- [BRANO FORNITO]
::::

N. 00483/2010 REG.RIC.
REPUBBLICA ITALIANA
IN NOME DEL POPOLO ITALIANO
Il Tribunale Amministrativo Regionale per la Puglia
(Sezione Terza)
ha pronunciato la presente
SENTENZA
sul ricorso numero di registro generale 483 del 2010, proposto da:
L L, rappresentato e difeso dagli avv.ti P Usini e P U, anche disgiuntamente, con domicilio eletto presso il loro studio in Bari, piazza Umberto I, n. 32;
contro
Comune Di Bari, in persona del Sindaco, legale rappresentante p.t., rappresentato e difeso dall'avv. A V, con domicilio eletto presso l’Avvocatura Comunale in Bari, via Principe Amedeo, n. 26;
per l'annullamento
“della diffida “a non eseguire gli interventi” specificati nella denunzia di inizio attività DIA 2193-2009, comunicata con nota a firma del direttore della Ripartizione Urbanistica ed Edilizia Privata prot. n. 3450 dell'8 Gennaio 2010, spedita con raccomandata n. 12799856589-01 in data 4 Febbraio 2010 e recapitata il successivo 8 Febbraio, con la quale peraltro risulta anche sanzionata la nullità della DIA presentata.”

::::

- [DATI FORNITI]

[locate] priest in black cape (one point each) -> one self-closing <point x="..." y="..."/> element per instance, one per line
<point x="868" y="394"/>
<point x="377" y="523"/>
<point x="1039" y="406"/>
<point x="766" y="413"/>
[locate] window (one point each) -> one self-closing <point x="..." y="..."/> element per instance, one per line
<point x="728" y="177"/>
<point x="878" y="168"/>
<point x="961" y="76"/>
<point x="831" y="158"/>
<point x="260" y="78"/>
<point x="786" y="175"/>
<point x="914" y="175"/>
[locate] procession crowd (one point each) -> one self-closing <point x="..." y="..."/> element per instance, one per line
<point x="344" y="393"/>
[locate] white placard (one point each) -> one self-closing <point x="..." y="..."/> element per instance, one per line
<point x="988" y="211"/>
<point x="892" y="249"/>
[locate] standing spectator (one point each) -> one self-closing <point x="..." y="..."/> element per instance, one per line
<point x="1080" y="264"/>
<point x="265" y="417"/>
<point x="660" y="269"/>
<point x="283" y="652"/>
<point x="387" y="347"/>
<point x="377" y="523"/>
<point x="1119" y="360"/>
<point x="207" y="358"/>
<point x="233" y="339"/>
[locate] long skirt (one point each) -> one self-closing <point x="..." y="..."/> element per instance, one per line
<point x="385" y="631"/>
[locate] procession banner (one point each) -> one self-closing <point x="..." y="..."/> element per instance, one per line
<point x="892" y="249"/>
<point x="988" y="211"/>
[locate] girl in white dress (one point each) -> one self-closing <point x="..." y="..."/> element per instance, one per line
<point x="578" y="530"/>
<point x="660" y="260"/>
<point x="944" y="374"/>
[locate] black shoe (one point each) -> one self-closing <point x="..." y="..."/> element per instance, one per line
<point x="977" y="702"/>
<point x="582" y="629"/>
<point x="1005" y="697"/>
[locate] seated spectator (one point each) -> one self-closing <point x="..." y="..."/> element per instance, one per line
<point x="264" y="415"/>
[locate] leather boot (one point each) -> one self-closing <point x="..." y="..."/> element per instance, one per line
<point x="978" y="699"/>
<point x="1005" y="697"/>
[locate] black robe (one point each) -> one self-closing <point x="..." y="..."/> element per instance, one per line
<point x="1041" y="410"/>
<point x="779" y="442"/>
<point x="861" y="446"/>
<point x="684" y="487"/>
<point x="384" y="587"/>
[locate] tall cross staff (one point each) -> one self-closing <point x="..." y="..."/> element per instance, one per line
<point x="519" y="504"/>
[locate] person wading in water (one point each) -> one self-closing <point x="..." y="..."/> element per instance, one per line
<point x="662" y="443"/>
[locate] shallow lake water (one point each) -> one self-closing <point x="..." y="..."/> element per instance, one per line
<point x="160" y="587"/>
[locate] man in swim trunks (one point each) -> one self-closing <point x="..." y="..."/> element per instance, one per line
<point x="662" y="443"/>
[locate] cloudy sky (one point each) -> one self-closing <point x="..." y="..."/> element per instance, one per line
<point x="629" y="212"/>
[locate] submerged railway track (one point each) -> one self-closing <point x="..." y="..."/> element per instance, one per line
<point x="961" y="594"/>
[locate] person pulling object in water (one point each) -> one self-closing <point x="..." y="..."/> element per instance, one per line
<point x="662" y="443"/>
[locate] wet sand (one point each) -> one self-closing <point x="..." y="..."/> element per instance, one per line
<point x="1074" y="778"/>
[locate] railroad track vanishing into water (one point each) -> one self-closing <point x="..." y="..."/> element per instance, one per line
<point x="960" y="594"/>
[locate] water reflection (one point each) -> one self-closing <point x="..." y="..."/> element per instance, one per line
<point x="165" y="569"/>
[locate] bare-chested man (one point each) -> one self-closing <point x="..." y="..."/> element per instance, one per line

::::

Fornisca il seguito della sentenza del TAR per la Puglia sul ricorso n. 483 del 2010, riprendendola subito dopo l'ultima frase riportata. Questi dati hanno un'origine diversa da quella del brano.

Visti il ricorso e i relativi allegati;
Visto l'atto di costituzione in giudizio del Comune di Bari;
Viste le memorie difensive;
Visti tutti gli atti della causa;
Relatore nell'udienza pubblica del giorno 20 giugno 2013 la dott.ssa R G e uditi per le parti i difensori, gli avv.ti P U e A V;
Ritenuto e considerato in fatto e diritto quanto segue.
FATTO e DIRITTO
Con ricorso ritualmente notificato e depositato il 9 aprile 2010, il sig. L L, proprietario dell’immobile sito in Bari, via Nicolai, n. 90/A, piani terra e interrato, ha chiesto l’annullamento della diffida “a non eseguire gli interventi” specificati nella denunzia di inizio attività DIA 2193-2009, comunicata con nota del Direttore della Ripartizione Urbanistica ed Edilizia Privata del Comune di Bari prot. n. 3450 dell’8 gennaio 2010, notificata l’8 febbraio 2010, con la quale risulta anche sanzionata con la nullità la stessa DIA presentata.
Nelle conclusioni parte ricorrente oltre all’annullamento del provvedimento chiede ogni “consequenziale provvedimento di legge anche risarcitorio”.
A sostegno del gravame il sig. L, con un unico motivo di ricorso, ha dedotto le seguenti censure: violazione di legge per omessa e falsa applicazione delle disposizioni di cui agli artt. 22 e 23 del D.P.R. 6 Giugno 2001 n. 380, nonché dell'art. 19 della L. 7 Agosto 1990 n. 241 come modificato dall'art. 9 della L. 18 Giugno 2009 n. 69, eccesso di potere per causa falsa, contraddittorietà di determinazioni, falsa presupposizione ed irregolarità del procedimento.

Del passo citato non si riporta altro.